━━━ Input rows ━━━
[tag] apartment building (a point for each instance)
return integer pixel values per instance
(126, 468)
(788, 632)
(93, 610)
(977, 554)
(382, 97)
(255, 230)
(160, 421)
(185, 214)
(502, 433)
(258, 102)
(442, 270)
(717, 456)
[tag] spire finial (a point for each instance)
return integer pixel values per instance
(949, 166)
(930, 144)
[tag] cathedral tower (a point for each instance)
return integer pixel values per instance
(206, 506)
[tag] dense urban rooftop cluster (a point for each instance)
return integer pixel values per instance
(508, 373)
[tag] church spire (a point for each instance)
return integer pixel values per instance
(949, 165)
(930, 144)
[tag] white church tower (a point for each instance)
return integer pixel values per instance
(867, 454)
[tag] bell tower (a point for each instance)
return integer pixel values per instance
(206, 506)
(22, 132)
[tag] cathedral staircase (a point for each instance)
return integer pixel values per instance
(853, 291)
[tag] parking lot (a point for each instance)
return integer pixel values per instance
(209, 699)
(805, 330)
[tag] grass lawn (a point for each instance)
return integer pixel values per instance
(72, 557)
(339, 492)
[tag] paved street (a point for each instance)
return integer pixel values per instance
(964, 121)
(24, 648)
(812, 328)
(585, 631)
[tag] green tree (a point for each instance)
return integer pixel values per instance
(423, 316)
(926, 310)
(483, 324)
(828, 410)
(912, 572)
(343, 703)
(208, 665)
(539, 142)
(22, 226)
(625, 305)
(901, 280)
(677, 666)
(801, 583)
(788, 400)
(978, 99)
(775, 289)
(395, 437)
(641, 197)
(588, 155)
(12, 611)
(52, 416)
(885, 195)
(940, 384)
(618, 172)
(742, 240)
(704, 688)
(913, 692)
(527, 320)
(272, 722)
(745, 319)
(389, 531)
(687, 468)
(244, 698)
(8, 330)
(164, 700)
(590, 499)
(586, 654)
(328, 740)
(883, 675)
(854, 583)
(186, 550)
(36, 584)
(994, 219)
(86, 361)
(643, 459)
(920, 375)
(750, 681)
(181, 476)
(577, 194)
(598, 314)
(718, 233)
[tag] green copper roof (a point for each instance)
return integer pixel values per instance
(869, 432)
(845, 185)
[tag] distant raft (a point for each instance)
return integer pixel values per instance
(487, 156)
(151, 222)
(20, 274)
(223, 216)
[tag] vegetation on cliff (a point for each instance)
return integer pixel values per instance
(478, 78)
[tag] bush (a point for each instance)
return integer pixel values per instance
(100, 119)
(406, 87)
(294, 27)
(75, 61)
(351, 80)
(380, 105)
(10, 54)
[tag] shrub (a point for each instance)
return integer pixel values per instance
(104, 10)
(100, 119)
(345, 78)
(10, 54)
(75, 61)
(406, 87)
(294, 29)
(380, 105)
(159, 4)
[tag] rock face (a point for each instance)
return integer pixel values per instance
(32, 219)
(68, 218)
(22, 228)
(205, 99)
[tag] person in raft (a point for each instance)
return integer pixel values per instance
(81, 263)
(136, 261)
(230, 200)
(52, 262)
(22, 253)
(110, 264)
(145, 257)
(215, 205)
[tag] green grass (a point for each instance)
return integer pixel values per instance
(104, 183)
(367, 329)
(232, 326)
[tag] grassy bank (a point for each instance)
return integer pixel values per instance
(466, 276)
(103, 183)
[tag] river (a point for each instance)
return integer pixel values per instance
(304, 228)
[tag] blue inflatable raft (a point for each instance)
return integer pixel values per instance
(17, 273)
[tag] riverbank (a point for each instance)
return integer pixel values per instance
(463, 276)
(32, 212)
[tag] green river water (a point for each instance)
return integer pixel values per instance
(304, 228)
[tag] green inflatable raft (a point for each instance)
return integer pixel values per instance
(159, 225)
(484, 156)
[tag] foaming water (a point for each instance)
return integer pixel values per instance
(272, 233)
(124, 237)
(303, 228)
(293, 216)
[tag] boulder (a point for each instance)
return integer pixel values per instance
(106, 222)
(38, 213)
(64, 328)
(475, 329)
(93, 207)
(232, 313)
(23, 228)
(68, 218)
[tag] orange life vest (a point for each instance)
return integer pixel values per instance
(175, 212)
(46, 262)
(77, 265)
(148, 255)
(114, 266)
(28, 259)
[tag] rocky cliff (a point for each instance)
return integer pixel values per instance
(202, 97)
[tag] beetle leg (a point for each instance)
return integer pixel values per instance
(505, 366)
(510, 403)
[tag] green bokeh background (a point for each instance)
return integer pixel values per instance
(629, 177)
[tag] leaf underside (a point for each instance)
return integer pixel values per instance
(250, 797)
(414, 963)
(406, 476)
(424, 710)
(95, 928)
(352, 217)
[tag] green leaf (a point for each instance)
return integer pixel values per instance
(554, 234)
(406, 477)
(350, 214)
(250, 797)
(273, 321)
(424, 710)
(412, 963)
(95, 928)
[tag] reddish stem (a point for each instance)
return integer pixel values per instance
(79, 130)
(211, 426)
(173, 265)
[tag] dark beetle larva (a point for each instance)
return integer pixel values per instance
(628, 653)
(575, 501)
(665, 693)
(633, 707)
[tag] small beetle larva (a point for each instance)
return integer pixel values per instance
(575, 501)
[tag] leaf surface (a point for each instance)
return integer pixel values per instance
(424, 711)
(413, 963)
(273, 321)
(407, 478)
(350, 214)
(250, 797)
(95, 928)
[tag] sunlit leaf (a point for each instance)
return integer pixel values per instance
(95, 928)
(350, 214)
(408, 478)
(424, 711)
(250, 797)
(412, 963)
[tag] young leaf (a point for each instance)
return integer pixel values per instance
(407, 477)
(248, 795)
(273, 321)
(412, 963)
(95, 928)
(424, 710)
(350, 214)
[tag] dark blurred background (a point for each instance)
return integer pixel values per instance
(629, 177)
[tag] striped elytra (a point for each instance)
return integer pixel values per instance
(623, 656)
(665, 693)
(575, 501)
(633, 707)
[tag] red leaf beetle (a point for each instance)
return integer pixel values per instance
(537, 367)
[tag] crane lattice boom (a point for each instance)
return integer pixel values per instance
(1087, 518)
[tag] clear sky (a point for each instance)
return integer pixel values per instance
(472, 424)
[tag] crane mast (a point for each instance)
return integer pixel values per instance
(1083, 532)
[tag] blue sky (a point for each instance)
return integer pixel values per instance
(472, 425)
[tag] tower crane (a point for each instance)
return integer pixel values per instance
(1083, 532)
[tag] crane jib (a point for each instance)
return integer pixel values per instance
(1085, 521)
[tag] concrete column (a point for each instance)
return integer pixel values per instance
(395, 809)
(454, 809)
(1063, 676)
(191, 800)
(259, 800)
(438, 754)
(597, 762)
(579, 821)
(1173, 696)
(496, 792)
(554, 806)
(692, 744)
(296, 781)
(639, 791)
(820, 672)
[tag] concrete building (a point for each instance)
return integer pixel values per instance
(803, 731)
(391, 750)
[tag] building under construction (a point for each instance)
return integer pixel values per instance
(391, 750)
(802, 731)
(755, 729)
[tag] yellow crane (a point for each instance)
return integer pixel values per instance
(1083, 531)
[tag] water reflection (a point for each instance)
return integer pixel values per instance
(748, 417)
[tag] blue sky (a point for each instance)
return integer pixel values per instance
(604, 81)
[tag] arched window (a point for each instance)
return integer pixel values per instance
━━━
> _Exercise brief_:
Convert every line of the listing above into a JSON array of strings, with one string per line and any blank lines omitted.

> _The completed task_:
[
  "[tag] apartment building (a point for each instance)",
  "return integer pixel values per instance",
  "(126, 468)",
  "(788, 632)",
  "(93, 610)",
  "(977, 554)",
  "(382, 97)",
  "(255, 230)",
  "(160, 421)",
  "(185, 214)",
  "(502, 433)",
  "(258, 102)",
  "(442, 270)",
  "(717, 456)",
  "[tag] spire finial (a point for each instance)",
  "return integer pixel values per instance",
  "(949, 166)",
  "(930, 144)",
  "[tag] cathedral tower (a point for each instance)",
  "return integer pixel values per instance",
  "(206, 506)",
  "[tag] dense urban rooftop cluster (a point for each instance)",
  "return integer pixel values per instance",
  "(508, 373)",
  "[tag] church spire (a point for each instance)",
  "return integer pixel values per instance",
  "(949, 165)",
  "(930, 144)",
  "[tag] white church tower (a point for each instance)",
  "return integer pixel values per instance",
  "(867, 454)",
  "[tag] bell tower (a point for each instance)",
  "return integer pixel values per instance",
  "(206, 506)",
  "(22, 132)",
  "[tag] cathedral staircase (a point for each instance)",
  "return integer pixel values per instance",
  "(853, 291)",
  "[tag] parking lot (a point for each instance)",
  "return integer pixel values per instance",
  "(209, 699)",
  "(805, 330)",
  "[tag] grass lawn (a point for each instance)",
  "return integer pixel values per instance",
  "(72, 557)",
  "(339, 492)",
  "[tag] paved street (a point for each instance)",
  "return integer pixel values per instance",
  "(964, 121)",
  "(24, 648)",
  "(812, 328)",
  "(585, 631)",
  "[tag] green tree (a point for each instance)",
  "return integer pixel values per instance",
  "(423, 316)",
  "(926, 310)",
  "(483, 324)",
  "(828, 410)",
  "(912, 572)",
  "(343, 703)",
  "(208, 665)",
  "(539, 142)",
  "(22, 226)",
  "(625, 305)",
  "(901, 280)",
  "(677, 666)",
  "(801, 583)",
  "(788, 400)",
  "(978, 99)",
  "(775, 289)",
  "(395, 437)",
  "(641, 197)",
  "(588, 155)",
  "(12, 611)",
  "(52, 416)",
  "(885, 195)",
  "(940, 384)",
  "(618, 172)",
  "(742, 240)",
  "(704, 688)",
  "(913, 692)",
  "(527, 320)",
  "(272, 722)",
  "(745, 319)",
  "(389, 531)",
  "(687, 468)",
  "(244, 698)",
  "(8, 330)",
  "(164, 700)",
  "(590, 499)",
  "(586, 654)",
  "(328, 740)",
  "(883, 675)",
  "(854, 583)",
  "(186, 550)",
  "(36, 584)",
  "(994, 219)",
  "(86, 361)",
  "(643, 459)",
  "(920, 375)",
  "(750, 681)",
  "(181, 476)",
  "(577, 194)",
  "(598, 314)",
  "(718, 233)",
  "[tag] green copper roof (a point for each instance)",
  "return integer pixel values per instance",
  "(869, 432)",
  "(845, 185)",
  "[tag] distant raft (a point for each instance)",
  "return integer pixel values per instance",
  "(487, 156)",
  "(151, 222)",
  "(20, 274)",
  "(223, 216)",
  "[tag] vegetation on cliff (a point for each instance)",
  "return integer pixel values per instance",
  "(478, 78)",
  "[tag] bush (a point for each instance)",
  "return integer pixel values per instance",
  "(100, 119)",
  "(406, 87)",
  "(294, 27)",
  "(75, 61)",
  "(351, 80)",
  "(380, 105)",
  "(10, 54)",
  "[tag] shrub (a point for each instance)",
  "return integer pixel values per instance",
  "(104, 10)",
  "(100, 119)",
  "(345, 78)",
  "(10, 54)",
  "(75, 61)",
  "(406, 87)",
  "(294, 29)",
  "(380, 105)",
  "(159, 4)",
  "[tag] rock face (a point for each instance)",
  "return integer pixel values per instance",
  "(32, 219)",
  "(68, 218)",
  "(22, 228)",
  "(205, 99)",
  "[tag] person in raft (a point for each instance)",
  "return integer pixel values per instance",
  "(81, 263)",
  "(136, 261)",
  "(230, 200)",
  "(52, 262)",
  "(22, 253)",
  "(110, 264)",
  "(145, 257)",
  "(215, 205)",
  "[tag] green grass (a point for each instance)",
  "return integer pixel values per instance",
  "(104, 183)",
  "(367, 329)",
  "(232, 326)",
  "[tag] grassy bank (a point for each instance)",
  "return integer pixel values per instance",
  "(466, 276)",
  "(103, 183)",
  "[tag] river (a point for each instance)",
  "return integer pixel values per instance",
  "(304, 228)",
  "[tag] blue inflatable raft (a point for each instance)",
  "return integer pixel values per instance",
  "(17, 273)",
  "[tag] riverbank (a point for each instance)",
  "return integer pixel values per instance",
  "(463, 276)",
  "(32, 212)",
  "[tag] green river water (a point for each instance)",
  "return integer pixel values per instance",
  "(304, 228)",
  "[tag] green inflatable raft (a point for each instance)",
  "return integer pixel values per instance",
  "(159, 225)",
  "(484, 156)",
  "[tag] foaming water (a point for each instance)",
  "return integer pixel values per instance",
  "(272, 233)",
  "(124, 237)",
  "(303, 228)",
  "(293, 216)",
  "[tag] boulder (a point for each instance)",
  "return integer pixel values per instance",
  "(106, 222)",
  "(38, 213)",
  "(64, 328)",
  "(475, 329)",
  "(93, 207)",
  "(232, 313)",
  "(23, 228)",
  "(68, 218)",
  "[tag] orange life vest (a point for each instance)",
  "return integer pixel values per instance",
  "(175, 212)",
  "(46, 262)",
  "(77, 265)",
  "(148, 255)",
  "(114, 266)",
  "(28, 259)",
  "[tag] rocky cliff (a point for each instance)",
  "return integer pixel values per instance",
  "(202, 97)",
  "[tag] beetle leg (a point for each instance)",
  "return integer pixel values per instance",
  "(505, 366)",
  "(510, 403)",
  "[tag] green bokeh background (a point for each instance)",
  "return integer pixel values per instance",
  "(629, 177)",
  "[tag] leaf underside (a point for each instance)",
  "return integer pixel values per instance",
  "(250, 797)",
  "(414, 963)",
  "(406, 476)",
  "(424, 710)",
  "(95, 928)",
  "(352, 217)",
  "[tag] green leaf (a point for each instance)",
  "return integer pixel values per instance",
  "(554, 234)",
  "(406, 477)",
  "(350, 214)",
  "(250, 797)",
  "(273, 321)",
  "(424, 710)",
  "(412, 963)",
  "(95, 928)",
  "[tag] reddish stem (a point for each instance)",
  "return integer pixel values per instance",
  "(79, 130)",
  "(211, 426)",
  "(173, 265)",
  "[tag] dark beetle larva (a point for each instance)",
  "return integer pixel values per instance",
  "(628, 653)",
  "(575, 501)",
  "(665, 693)",
  "(633, 707)",
  "[tag] small beetle larva (a point for each instance)",
  "return integer pixel values per instance",
  "(575, 501)",
  "[tag] leaf surface (a point for each instance)",
  "return integer pixel values per instance",
  "(424, 711)",
  "(413, 963)",
  "(273, 321)",
  "(407, 478)",
  "(350, 214)",
  "(250, 797)",
  "(95, 928)",
  "[tag] sunlit leaf (a point for each instance)",
  "return integer pixel values per instance",
  "(95, 928)",
  "(350, 214)",
  "(408, 478)",
  "(424, 711)",
  "(250, 797)",
  "(412, 963)",
  "[tag] young leaf (a point for each instance)",
  "return integer pixel values per instance",
  "(407, 477)",
  "(248, 795)",
  "(273, 321)",
  "(412, 963)",
  "(95, 928)",
  "(424, 710)",
  "(350, 214)",
  "[tag] dark blurred background (a point for each instance)",
  "return integer pixel values per instance",
  "(629, 177)",
  "[tag] striped elytra (a point for each instance)",
  "return integer pixel values per instance",
  "(623, 656)",
  "(665, 693)",
  "(575, 501)",
  "(633, 707)",
  "[tag] red leaf beetle (a point for each instance)",
  "return integer pixel values per instance",
  "(537, 367)",
  "[tag] crane lattice boom (a point for each instance)",
  "return integer pixel values per instance",
  "(1087, 518)",
  "[tag] clear sky (a point for each instance)",
  "return integer pixel values per instance",
  "(472, 424)",
  "[tag] crane mast (a point for each instance)",
  "return integer pixel values per instance",
  "(1083, 532)",
  "[tag] blue sky (a point for each instance)",
  "return integer pixel values per instance",
  "(472, 425)",
  "[tag] tower crane (a point for each instance)",
  "return integer pixel values per instance",
  "(1083, 532)",
  "[tag] crane jib (a point for each instance)",
  "return integer pixel values per instance",
  "(1085, 521)",
  "[tag] concrete column (a point for each instance)",
  "return integer pixel values per instance",
  "(395, 809)",
  "(454, 809)",
  "(1063, 676)",
  "(191, 800)",
  "(259, 800)",
  "(438, 754)",
  "(597, 762)",
  "(579, 821)",
  "(1173, 696)",
  "(496, 792)",
  "(554, 806)",
  "(692, 744)",
  "(296, 781)",
  "(639, 791)",
  "(820, 672)",
  "[tag] concrete building (a point for each instance)",
  "return integer pixel values per instance",
  "(803, 731)",
  "(391, 750)",
  "[tag] building under construction (a point for each instance)",
  "return integer pixel values per instance",
  "(391, 750)",
  "(802, 731)",
  "(755, 729)",
  "[tag] yellow crane (a point for each instance)",
  "return integer pixel values per instance",
  "(1083, 531)",
  "[tag] water reflection (a point for each instance)",
  "return integer pixel values per instance",
  "(748, 417)",
  "[tag] blue sky (a point for each instance)",
  "return integer pixel values per instance",
  "(604, 81)",
  "[tag] arched window (a point for each instance)",
  "return integer pixel values per instance"
]